A Tribute to the of






Year Four.  I find it amazing as I take to my keyboard that this edition of the Silver Age Sage marks 4 years of effort.  Twice a month for four years I've had the great privilege of producing these ponderings about the era in the history of DC comics that I hold in such high regard.  Together we've explored some of the best and some of the mediocre that the genre had to offer.  We've looked at landmark issues and out and out turkeys.  We've lost some friends along the way, to include Gil Kane and more recently the living legend, Julius Schwartz.  Fortunately, the legacy they've left behind grants them a bit of immortality and we will continue to honor their memory as this feature rolls on into the future.  Thanks, as always, for joining the Webmaster and I for the ride.

*DATA SHOWN*
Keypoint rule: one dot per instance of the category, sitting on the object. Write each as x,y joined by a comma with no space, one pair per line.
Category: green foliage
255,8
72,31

*JOBS*
1. Decide whether each statement below agrees with the Silver Age Sage anniversary column. Answer yes or no for each, and quote the exact words of the column that decide it.
(a) The column appears twice a month.
(b) Julius Schwartz died before Gil Kane.
(c) The column has dealt only with landmark issues.
2. Write the next part of the Silver Age Sage anniversary column, picking up after its final sentence.

*OUTPUTS*
1.
(a) Yes: "Twice a month for four years I've had the great privilege of producing these ponderings"
(b) No: "to include Gil Kane and more recently the living legend, Julius Schwartz"
(c) No: "We've looked at landmark issues and out and out turkeys."

2.
The selection for this edition was a fairly obvious one.  I'd like to mark the anniversary once again with the annual teaming of the Justice League of America and their Earth-Two counterparts in the Justice Society of America.  I skipped ahead last year in the chronology.  Since I have a collection of reprints at my disposal and the pairing in issues #37 and #38 tickled my fancy, that's what I went with.  The anal retentive part of me is taking over this time, though and we'll back track to the second team-up of the greatest heroes of two worlds when we look between the covers of Justice League of America #29 and #30 from August and September of 1964, respectively.  Cover art credits for both issues go to Mike Sekowsky and Murphy Anderson with lettering by Ira Schnapp.  Inside, the stories come to us once again from the amazing Gardner Fox with art supplied by Mike Sekowsky and Bernard SachsGaspar Saladino provides interior lettering for #29 while in #30 the task fell to Milton Snapinn.  Editor Julius Schwartz, as usual, ably provided all oversight.  Now, let's get down to business as we check out "Crisis on Earth-Three!"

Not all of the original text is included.